— Kurze Übung 1 —
Übertrage den Satz „So trafen wir unsere Vorbereitungen.“ aus dem Text über den Weihnachtseinkauf ins Englische.

— Textauszug —
____________
Der Weihnachtseinkauf

von cipher am 22.12.2014 16:07

Der Weihnachtseinkauf
Es mußte sein, stellten meine Frau und ich auch dieses Jahr wieder fest. Wie wir uns auch bemüht hatten, einige Dinge mußten doch noch vor den Feiertagen eingekauft werden. Kein Weg führte daran vorbei. So trafen wir unsere Vorbereitungen.

In den frühen Morgenstunden des 23. Dezember schmierten wir etwa drei Dutzend belegte Brote, füllten einige Themosflaschen mit Tee und belebendem Kaffee, packten knapp einen Zentner Konserven sowie Spirituskocher und Trockenspiritus nebst einer Geschirrspülmaschine, einer doppelten Garnitur Campinggeschirrs und zweier warmer Schlafsäcke in den Kofferraum unseres Wagens und weckten dann die Kinder, uns von ihnen zu verabschieden. „Ist es wieder einmal so weit", stöhnte unsere Älteste, denn sie wußte, daß ein anstrengender Tag auf sie wartete. Heute war sie für die Mahlzeiten unserer vier Töchter zuständig, welche meine Frau - die beste Ehefrau von allen - allerdings schon seit Tagen vorbereitet hatte, so daß die Kinder sie nur noch aufwärmen mußten. Wir versprachen, noch vor der für 18:00 Uhr am Heiligabend geplanten Bescherung zurück zu sein.
____________
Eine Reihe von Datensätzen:
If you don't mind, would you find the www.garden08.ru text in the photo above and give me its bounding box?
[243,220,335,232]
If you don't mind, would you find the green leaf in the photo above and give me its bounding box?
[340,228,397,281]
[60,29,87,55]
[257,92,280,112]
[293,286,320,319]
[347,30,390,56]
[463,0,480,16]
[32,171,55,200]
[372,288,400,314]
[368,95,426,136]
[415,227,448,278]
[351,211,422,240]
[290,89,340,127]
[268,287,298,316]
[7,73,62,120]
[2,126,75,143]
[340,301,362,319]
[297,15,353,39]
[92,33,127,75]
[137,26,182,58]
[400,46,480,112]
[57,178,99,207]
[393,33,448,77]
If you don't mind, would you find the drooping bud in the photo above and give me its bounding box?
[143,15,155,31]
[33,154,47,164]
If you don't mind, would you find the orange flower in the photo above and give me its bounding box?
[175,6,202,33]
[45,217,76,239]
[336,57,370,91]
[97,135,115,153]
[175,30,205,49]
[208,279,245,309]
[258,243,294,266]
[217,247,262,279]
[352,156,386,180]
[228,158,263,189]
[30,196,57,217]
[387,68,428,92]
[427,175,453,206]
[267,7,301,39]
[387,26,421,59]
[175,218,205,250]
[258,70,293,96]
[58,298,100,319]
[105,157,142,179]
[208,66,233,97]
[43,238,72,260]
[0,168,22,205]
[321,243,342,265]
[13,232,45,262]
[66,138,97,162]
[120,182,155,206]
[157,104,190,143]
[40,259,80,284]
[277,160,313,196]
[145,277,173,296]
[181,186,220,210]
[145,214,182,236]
____________
— Kurze Übung 2 —
Schreib die Datensätze vom Anfang bis einschließlich der Zeile mit „[243,220,335,232]“ vollständig ab. Erhöhe dabei jede Koordinate der Begrenzungsrahmen um 94.

— Lösung 1 —
So we made our preparations.

— Lösung 2 —
If you don't mind, would you find the www.garden08.ru text in the photo above and give me its bounding box?
[337,314,429,326]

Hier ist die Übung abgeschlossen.